Exercise brief: Pull every line of the material below and reproduce it verbatim, without changing a character.

(Saved entries)
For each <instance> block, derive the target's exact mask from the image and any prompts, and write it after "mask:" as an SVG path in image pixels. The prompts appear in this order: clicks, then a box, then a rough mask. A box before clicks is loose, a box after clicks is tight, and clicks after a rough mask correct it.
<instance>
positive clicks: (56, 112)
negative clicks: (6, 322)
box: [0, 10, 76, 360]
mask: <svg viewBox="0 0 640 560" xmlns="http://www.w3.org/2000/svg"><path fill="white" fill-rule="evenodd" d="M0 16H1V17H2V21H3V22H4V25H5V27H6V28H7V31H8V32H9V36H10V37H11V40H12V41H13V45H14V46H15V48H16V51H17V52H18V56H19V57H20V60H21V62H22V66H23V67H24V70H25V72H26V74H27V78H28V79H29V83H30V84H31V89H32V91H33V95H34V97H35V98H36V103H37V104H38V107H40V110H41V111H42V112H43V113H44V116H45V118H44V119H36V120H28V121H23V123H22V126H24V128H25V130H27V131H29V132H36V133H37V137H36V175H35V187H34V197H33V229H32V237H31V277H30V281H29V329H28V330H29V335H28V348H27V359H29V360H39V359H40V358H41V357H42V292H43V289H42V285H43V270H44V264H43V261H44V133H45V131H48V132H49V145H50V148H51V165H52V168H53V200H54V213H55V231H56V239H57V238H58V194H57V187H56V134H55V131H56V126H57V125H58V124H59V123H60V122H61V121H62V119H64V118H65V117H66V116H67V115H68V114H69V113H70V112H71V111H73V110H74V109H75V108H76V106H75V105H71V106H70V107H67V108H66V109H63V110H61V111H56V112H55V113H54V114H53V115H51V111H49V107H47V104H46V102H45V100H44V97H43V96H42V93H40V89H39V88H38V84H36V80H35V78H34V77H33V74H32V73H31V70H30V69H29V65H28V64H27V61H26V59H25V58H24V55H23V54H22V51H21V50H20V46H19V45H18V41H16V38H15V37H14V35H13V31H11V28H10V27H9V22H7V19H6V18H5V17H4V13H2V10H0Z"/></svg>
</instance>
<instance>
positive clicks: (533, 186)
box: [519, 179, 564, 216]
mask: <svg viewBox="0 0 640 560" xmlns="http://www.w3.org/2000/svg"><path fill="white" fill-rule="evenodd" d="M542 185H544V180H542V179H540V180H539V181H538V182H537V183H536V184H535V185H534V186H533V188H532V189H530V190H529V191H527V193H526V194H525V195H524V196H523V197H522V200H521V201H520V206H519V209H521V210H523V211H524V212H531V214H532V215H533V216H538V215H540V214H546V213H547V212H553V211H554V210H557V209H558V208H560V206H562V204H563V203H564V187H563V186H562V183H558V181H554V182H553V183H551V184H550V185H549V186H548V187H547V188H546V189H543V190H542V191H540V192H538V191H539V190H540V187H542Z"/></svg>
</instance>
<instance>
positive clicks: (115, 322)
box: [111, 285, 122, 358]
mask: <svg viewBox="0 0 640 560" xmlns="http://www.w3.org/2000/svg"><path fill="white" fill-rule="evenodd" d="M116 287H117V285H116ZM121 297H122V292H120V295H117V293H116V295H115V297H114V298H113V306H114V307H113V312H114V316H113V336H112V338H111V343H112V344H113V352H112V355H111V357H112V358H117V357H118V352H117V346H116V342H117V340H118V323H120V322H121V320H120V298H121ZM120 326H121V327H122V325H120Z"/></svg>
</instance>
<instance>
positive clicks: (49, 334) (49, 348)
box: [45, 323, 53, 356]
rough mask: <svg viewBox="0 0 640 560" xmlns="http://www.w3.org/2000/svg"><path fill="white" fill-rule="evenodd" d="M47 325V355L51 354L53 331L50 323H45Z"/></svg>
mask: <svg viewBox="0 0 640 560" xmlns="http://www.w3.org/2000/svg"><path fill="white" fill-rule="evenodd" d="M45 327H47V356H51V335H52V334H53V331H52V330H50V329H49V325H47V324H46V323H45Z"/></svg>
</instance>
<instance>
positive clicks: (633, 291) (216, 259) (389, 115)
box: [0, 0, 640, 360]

Problem solution:
For each <instance> block, derive the target's exact mask from the image and any prompts, and write it after "mask:" as an SVG path in image pixels. The prompts appear in this order: clicks, then a box, then a rough mask. A box before clicks is loose, a box after clicks is tight, and clicks after a rough mask correct it.
<instance>
positive clicks: (56, 112)
negative clicks: (6, 322)
box: [0, 10, 76, 360]
mask: <svg viewBox="0 0 640 560" xmlns="http://www.w3.org/2000/svg"><path fill="white" fill-rule="evenodd" d="M0 16H1V17H2V21H3V22H4V25H5V27H6V28H7V31H8V32H9V36H10V37H11V40H12V41H13V45H14V46H15V48H16V51H17V52H18V56H19V57H20V60H21V62H22V66H23V67H24V70H25V72H26V74H27V78H28V79H29V83H30V84H31V89H32V91H33V95H34V97H35V98H36V103H37V104H38V107H40V110H41V111H42V112H43V113H44V116H45V118H44V119H36V120H28V121H23V123H22V126H24V128H25V130H27V131H29V132H36V133H37V137H36V175H35V187H34V197H33V229H32V237H31V277H30V281H29V329H28V330H29V335H28V348H27V359H29V360H39V359H40V358H41V357H42V292H43V289H42V285H43V270H44V264H43V261H44V133H45V131H48V132H49V145H50V148H51V165H52V168H53V200H54V213H55V231H56V239H57V238H58V194H57V187H56V134H55V131H56V126H57V125H58V124H59V123H60V122H61V121H62V119H64V118H65V117H66V116H67V115H68V114H69V113H70V112H71V111H73V110H74V109H75V108H76V106H75V105H71V106H70V107H67V108H66V109H63V110H61V111H56V112H55V113H54V114H53V115H51V111H49V107H47V104H46V102H45V100H44V97H43V96H42V93H40V89H39V88H38V84H36V80H35V78H34V77H33V74H32V73H31V70H30V69H29V65H28V64H27V61H26V59H25V58H24V55H23V54H22V51H21V50H20V46H19V45H18V41H16V38H15V37H14V35H13V31H11V28H10V27H9V22H7V19H6V18H5V17H4V13H2V10H0Z"/></svg>
</instance>
<instance>
positive clicks: (533, 186)
box: [519, 179, 564, 216]
mask: <svg viewBox="0 0 640 560" xmlns="http://www.w3.org/2000/svg"><path fill="white" fill-rule="evenodd" d="M542 185H544V180H542V179H540V180H539V181H538V182H537V183H536V184H535V185H534V186H533V188H532V189H530V190H529V191H527V193H526V194H525V195H524V196H523V197H522V200H521V201H520V206H519V209H521V210H523V211H524V212H531V214H532V215H533V216H538V215H540V214H546V213H547V212H553V211H554V210H557V209H558V208H560V206H562V204H563V203H564V187H563V186H562V183H558V181H554V182H553V183H551V184H550V185H549V186H548V187H547V188H546V189H543V190H542V191H540V192H538V191H539V190H540V187H542Z"/></svg>
</instance>
<instance>
positive clicks: (115, 322)
box: [111, 285, 122, 358]
mask: <svg viewBox="0 0 640 560" xmlns="http://www.w3.org/2000/svg"><path fill="white" fill-rule="evenodd" d="M116 287H117V285H116ZM121 297H122V292H120V295H117V293H116V295H115V297H114V298H113V306H114V307H113V312H114V316H113V336H112V338H111V343H112V344H113V352H112V355H111V357H112V358H117V357H118V352H117V346H116V342H117V340H118V323H120V322H121V320H120V298H121ZM120 326H121V327H122V325H120Z"/></svg>
</instance>
<instance>
positive clicks: (49, 334) (49, 348)
box: [45, 323, 53, 356]
rough mask: <svg viewBox="0 0 640 560" xmlns="http://www.w3.org/2000/svg"><path fill="white" fill-rule="evenodd" d="M47 325V355L51 354L53 331L50 323H45Z"/></svg>
mask: <svg viewBox="0 0 640 560" xmlns="http://www.w3.org/2000/svg"><path fill="white" fill-rule="evenodd" d="M45 327H47V356H51V335H52V334H53V331H52V330H50V329H49V325H47V324H46V323H45Z"/></svg>
</instance>
<instance>
positive clicks: (633, 291) (216, 259) (389, 115)
box: [0, 0, 640, 360]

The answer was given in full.